Saved entries
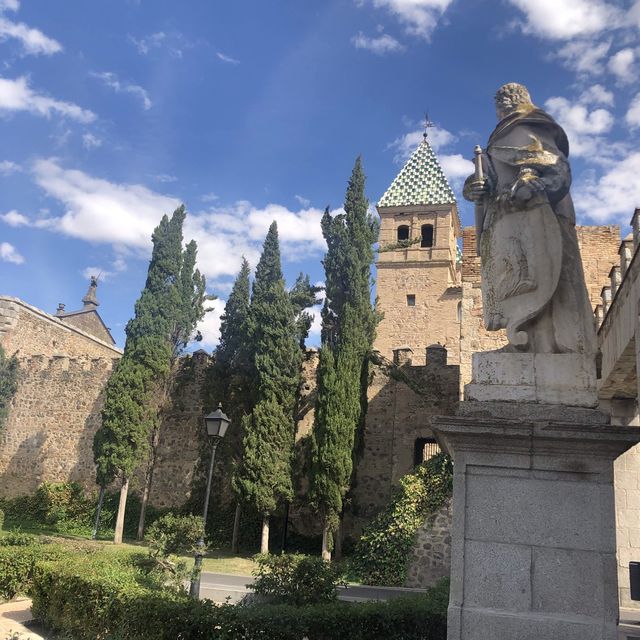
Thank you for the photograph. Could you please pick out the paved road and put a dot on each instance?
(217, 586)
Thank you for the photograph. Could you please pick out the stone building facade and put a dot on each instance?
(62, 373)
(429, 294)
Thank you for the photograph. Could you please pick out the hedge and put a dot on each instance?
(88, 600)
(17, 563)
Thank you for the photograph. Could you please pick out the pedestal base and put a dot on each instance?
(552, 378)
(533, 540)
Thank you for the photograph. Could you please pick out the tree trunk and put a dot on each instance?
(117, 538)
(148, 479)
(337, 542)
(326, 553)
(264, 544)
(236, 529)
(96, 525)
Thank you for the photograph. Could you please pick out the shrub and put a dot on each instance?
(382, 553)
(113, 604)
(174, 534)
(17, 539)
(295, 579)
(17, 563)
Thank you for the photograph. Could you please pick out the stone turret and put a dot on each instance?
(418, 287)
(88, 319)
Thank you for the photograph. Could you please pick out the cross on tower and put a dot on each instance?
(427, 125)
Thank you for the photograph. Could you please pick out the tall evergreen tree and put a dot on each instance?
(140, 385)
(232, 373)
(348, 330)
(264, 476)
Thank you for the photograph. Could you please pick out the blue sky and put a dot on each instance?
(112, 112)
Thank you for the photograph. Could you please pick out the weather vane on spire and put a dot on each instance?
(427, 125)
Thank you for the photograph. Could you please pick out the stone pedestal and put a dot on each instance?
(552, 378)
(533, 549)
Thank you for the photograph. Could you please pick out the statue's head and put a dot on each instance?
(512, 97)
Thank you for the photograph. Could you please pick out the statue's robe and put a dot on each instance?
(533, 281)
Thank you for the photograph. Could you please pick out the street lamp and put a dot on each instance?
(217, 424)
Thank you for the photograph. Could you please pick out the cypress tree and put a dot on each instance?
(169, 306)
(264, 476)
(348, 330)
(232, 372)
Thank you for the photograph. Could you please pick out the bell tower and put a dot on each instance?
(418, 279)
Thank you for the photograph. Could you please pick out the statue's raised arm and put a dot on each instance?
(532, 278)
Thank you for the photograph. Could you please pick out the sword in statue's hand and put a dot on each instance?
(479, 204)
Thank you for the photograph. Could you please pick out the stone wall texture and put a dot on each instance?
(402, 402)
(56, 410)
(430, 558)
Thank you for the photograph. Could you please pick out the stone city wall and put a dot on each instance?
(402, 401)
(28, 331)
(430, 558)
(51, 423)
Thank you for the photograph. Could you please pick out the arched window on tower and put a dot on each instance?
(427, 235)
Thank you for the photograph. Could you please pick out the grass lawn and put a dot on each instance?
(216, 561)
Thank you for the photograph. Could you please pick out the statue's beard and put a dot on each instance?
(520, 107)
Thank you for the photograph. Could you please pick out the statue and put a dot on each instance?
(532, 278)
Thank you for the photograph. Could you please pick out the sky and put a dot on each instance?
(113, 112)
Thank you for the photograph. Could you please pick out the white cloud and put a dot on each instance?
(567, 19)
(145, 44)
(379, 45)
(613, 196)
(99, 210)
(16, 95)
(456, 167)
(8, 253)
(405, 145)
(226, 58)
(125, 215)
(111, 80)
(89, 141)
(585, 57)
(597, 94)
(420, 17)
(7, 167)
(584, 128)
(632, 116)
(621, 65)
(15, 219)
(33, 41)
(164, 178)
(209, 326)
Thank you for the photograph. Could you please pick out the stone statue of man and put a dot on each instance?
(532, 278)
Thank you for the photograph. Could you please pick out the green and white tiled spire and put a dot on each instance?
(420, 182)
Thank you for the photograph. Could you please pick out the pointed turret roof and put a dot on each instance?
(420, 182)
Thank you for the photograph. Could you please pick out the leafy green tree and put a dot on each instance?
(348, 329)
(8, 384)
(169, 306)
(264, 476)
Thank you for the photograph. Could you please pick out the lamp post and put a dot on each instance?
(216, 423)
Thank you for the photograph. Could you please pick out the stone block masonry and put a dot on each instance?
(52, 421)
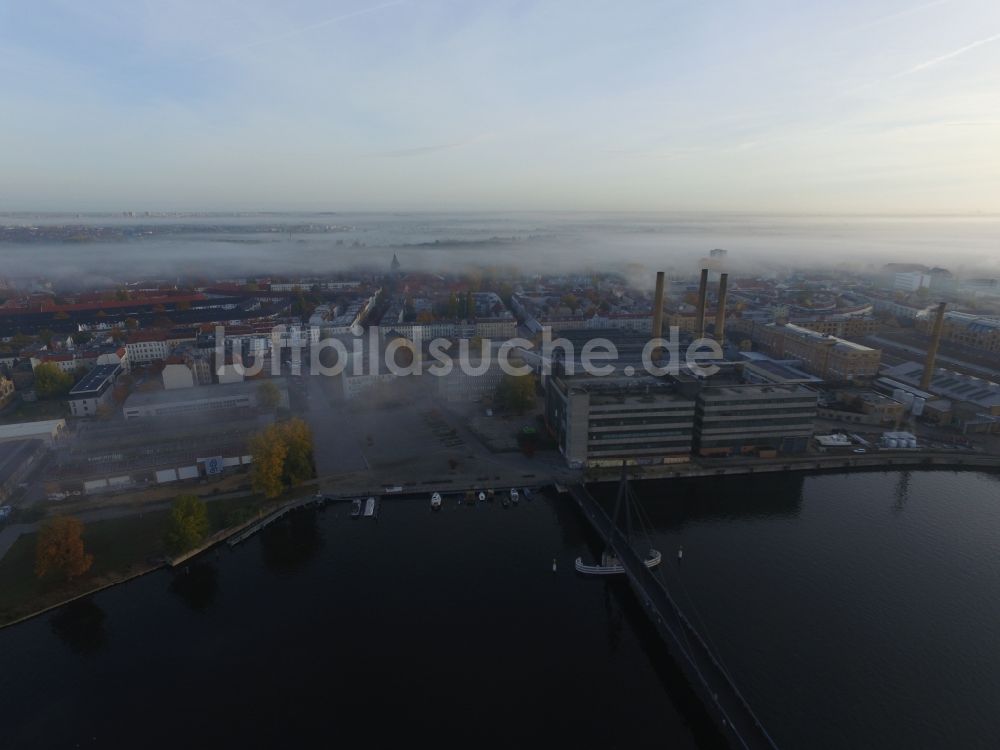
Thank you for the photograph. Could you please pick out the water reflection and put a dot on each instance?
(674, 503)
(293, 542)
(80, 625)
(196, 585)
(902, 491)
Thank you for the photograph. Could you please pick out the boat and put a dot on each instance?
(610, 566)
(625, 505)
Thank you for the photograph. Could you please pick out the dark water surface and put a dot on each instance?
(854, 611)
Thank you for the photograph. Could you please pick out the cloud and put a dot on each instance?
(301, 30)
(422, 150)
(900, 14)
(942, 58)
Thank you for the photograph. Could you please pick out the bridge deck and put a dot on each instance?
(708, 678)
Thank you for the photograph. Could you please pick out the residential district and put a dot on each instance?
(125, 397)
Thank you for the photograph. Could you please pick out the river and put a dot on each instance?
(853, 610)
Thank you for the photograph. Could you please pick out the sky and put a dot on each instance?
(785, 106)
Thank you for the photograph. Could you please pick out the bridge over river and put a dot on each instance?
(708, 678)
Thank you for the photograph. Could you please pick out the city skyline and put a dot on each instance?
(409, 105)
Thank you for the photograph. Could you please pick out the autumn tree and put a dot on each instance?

### [TASK BRIEF]
Print the records above exactly as they stand, but leave out the pictures.

### [COMPLETED EXERCISE]
Thank you for the photograph. Could you please pick out the paved road and put a dot on each instance?
(217, 586)
Thank you for the photograph. Could you please pick out the stone building facade and put a dot on each instance?
(62, 373)
(429, 294)
Thank you for the photograph. Could you please pick out the hedge and put a dot on each instance?
(88, 600)
(17, 563)
Thank you for the photograph. Could you please pick out the pedestal base and put a dot on each instance?
(552, 378)
(533, 540)
Thank you for the photograph. Could you please pick out the tree trunk and put a dot on each instance?
(117, 538)
(148, 479)
(337, 542)
(326, 553)
(264, 544)
(236, 529)
(96, 525)
Thank you for the photograph. Could you please pick out the shrub and put a dot on each instance?
(382, 553)
(113, 604)
(174, 534)
(17, 539)
(295, 579)
(17, 563)
Thank you for the photograph. Could you please pick out the stone turret and put a dot on each instance?
(418, 287)
(88, 319)
Thank you for the photograph. Could you please pick out the cross on tower and put a dot on each instance?
(427, 125)
Thank you for the photograph. Could you please pick out the tall evergreen tree and put a dot on each instance?
(140, 385)
(232, 373)
(348, 330)
(264, 476)
Thank you for the photograph. Could you please pick out the blue sky and put a dot on each instance?
(112, 112)
Thank you for the photograph. Could you please pick out the weather vane on spire and put a dot on each instance?
(427, 125)
Thank you for the photograph. Could you please pick out the stone pedestal and put a dot on each instance?
(552, 378)
(533, 549)
Thank you for the photograph. Could you please pick out the statue's head and put a dot on each instance?
(512, 97)
Thank you for the photograph. Could you please pick out the statue's robe and put a dot on each instance?
(533, 281)
Thank you for the photograph. Could you please pick out the street lamp and put a dot on each instance?
(217, 424)
Thank you for the photograph. Could you please pick out the cypress tree and put a dot on each instance?
(169, 306)
(264, 476)
(348, 330)
(232, 372)
Thank you for the photograph. Could you please pick out the bell tower and put a dot on each instance?
(418, 279)
Thank you for the photograph. Could you please pick out the statue's raised arm and put a dot on each instance?
(532, 278)
Thank you for the photograph. Could you please pick out the sword in statue's hand and put a dot on each instance?
(479, 204)
Thank you for the photograph. Could you please pick out the stone wall texture and put a dot on each instance?
(402, 402)
(56, 410)
(430, 558)
Thank you for the photograph. Could you please pick out the stone city wall and put a dot on each instance?
(402, 401)
(28, 331)
(430, 558)
(51, 423)
Thank you for the photograph. Could you please pick out the arched window on tower and put a dot on each instance?
(427, 235)
Thank you for the photograph. Could you please pick out the grass lawn and put a dot on each instance?
(216, 561)
Thank you for the photograph. Could you please pick out the statue's beard and put a dot on each instance?
(520, 107)
Thank you for the photograph. Could you please pick out the statue and put a dot on each instance?
(532, 278)
Thank you for the photograph. Could you please pick out the sky and put a dot on each instance?
(113, 112)
Thank you for the photograph. Could you please pick out the white cloud and put a dot on each instance?
(567, 19)
(145, 44)
(379, 45)
(613, 196)
(99, 210)
(16, 95)
(456, 167)
(8, 253)
(405, 145)
(226, 58)
(125, 215)
(111, 80)
(89, 141)
(585, 57)
(597, 94)
(420, 17)
(7, 167)
(584, 128)
(632, 116)
(621, 65)
(15, 219)
(33, 41)
(164, 178)
(209, 326)
Thank you for the photograph. Could you please pick out the stone statue of man and put a dot on each instance?
(532, 278)
Thank you for the photograph. Could you please pick out the green and white tiled spire and put a dot on each instance?
(420, 182)
Thank you for the photograph. Could you please pick out the pointed turret roof and put a dot on each instance?
(420, 182)
Thank you for the photograph. Could you please pick out the leafy green tree and put a dot on each instance?
(348, 329)
(8, 384)
(169, 306)
(264, 476)
Thank you for the photograph. Could you please pick out the lamp post and put a dot on each instance?
(216, 423)
Thank you for the photograph. Could you please pick out the stone block masonry and put a dot on each instance?
(52, 421)
Thank you for the photograph. Could you please pick out the water reflection and put a dot on each instance?
(674, 503)
(293, 542)
(80, 625)
(196, 585)
(902, 491)
Thank you for the photograph. Could you please pick out the boat and put a dot on each instance?
(610, 566)
(625, 505)
Thank you for the photograph. Could you please pick out the dark water surface and put a dot on each instance?
(854, 611)
Thank you for the photograph. Could you please pick out the cloud and put a dot on each instance?
(301, 30)
(422, 150)
(900, 14)
(942, 58)
Thank you for the photograph. Could you please pick out the bridge deck and put a dot on each instance?
(708, 678)
Thank you for the photograph. Could you please pick out the residential district and put a dot on each instance?
(125, 397)
Thank you for the photograph. Could you please pick out the river and put a dot on each instance?
(853, 610)
Thank you for the photograph. Could you please pick out the sky and put a dot on each instance?
(785, 106)
Thank you for the photograph. Could you please pick out the bridge over river and put a dot on each instance?
(708, 678)
Thank you for the photograph. Could you please pick out the city skyline and put a dot on each instance?
(409, 105)
Thank you for the photograph. Could you please pick out the autumn tree and put a dot on each instance?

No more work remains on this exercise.